** Start **
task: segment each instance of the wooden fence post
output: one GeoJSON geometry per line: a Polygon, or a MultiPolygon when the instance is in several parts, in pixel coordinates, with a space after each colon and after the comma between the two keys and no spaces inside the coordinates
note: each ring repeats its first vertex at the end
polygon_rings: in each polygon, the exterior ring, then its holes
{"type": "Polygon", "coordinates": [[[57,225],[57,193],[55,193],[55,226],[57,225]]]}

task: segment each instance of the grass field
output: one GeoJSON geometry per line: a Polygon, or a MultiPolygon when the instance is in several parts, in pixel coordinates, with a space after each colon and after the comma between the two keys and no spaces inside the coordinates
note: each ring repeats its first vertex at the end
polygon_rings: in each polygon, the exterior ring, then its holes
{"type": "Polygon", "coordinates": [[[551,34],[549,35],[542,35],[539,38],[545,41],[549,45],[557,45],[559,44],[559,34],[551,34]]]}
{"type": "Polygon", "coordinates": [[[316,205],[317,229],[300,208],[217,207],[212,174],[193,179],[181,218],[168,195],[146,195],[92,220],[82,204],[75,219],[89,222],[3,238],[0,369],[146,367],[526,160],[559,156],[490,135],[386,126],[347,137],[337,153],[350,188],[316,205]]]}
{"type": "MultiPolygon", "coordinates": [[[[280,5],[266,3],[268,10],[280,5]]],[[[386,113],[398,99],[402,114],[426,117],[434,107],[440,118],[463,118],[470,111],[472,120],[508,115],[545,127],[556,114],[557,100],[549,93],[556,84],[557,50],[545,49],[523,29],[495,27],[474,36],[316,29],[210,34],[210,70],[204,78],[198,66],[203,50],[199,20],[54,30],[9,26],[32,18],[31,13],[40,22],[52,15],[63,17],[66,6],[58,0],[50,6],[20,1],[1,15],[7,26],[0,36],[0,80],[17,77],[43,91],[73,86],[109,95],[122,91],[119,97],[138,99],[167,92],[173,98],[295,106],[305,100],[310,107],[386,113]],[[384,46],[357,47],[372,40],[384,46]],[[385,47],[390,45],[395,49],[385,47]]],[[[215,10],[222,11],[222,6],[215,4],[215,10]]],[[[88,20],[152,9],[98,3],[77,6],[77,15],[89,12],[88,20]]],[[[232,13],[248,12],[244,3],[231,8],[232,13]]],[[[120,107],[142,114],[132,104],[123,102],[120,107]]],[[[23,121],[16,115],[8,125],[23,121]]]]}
** End **
Rewrite the data above with every occurrence of "exterior ring" changed to "outer ring", keeping everything else the same.

◆ Exercise solution ◆
task: segment each instance of the wooden fence post
output: one GeoJSON geometry per line: a Polygon, or a MultiPolygon when the instance is in several parts, in pixel coordinates, with a space after each colon and after the comma between the two keys and no spaces inside the coordinates
note: each ring repeats its first vertex at the end
polygon_rings: in each polygon, the outer ring, then its holes
{"type": "Polygon", "coordinates": [[[57,225],[57,193],[55,193],[55,226],[57,225]]]}

task: segment each instance of the grass field
output: one GeoJSON geometry per line: a Polygon, or a MultiPolygon when the instance is in several parts, in pixel coordinates, with a space after each colon and after the comma between the two keys and no spaces inside the coordinates
note: each ring repeats its first vertex at the end
polygon_rings: in each polygon, the outer ring, then its holes
{"type": "Polygon", "coordinates": [[[551,34],[549,35],[542,35],[539,38],[545,41],[549,45],[557,45],[559,44],[559,34],[551,34]]]}
{"type": "Polygon", "coordinates": [[[316,205],[317,229],[300,208],[217,207],[212,174],[193,179],[181,218],[168,195],[146,195],[92,220],[82,204],[75,219],[89,222],[3,238],[0,369],[146,367],[526,160],[559,156],[490,135],[386,126],[347,137],[337,153],[350,188],[316,205]]]}
{"type": "MultiPolygon", "coordinates": [[[[280,5],[266,3],[268,10],[280,5]]],[[[386,113],[398,99],[402,114],[426,117],[434,107],[440,118],[463,118],[470,111],[472,120],[508,115],[545,127],[556,114],[557,100],[549,93],[556,84],[557,50],[545,49],[523,29],[495,27],[474,36],[316,29],[210,34],[210,70],[204,78],[198,66],[203,50],[199,20],[54,30],[9,26],[32,18],[31,13],[40,22],[52,15],[63,17],[66,6],[58,0],[50,6],[20,1],[1,15],[7,26],[0,36],[0,80],[17,77],[43,91],[73,86],[109,95],[122,91],[119,97],[138,99],[167,92],[173,98],[295,106],[305,100],[310,107],[386,113]],[[384,46],[357,47],[372,40],[384,46]],[[385,47],[390,45],[395,49],[385,47]]],[[[215,10],[222,11],[222,6],[215,4],[215,10]]],[[[88,20],[152,9],[98,3],[77,6],[77,15],[89,12],[88,20]]],[[[232,13],[248,12],[244,3],[231,8],[232,13]]],[[[120,107],[142,114],[132,104],[123,102],[120,107]]],[[[23,121],[16,115],[8,125],[23,121]]]]}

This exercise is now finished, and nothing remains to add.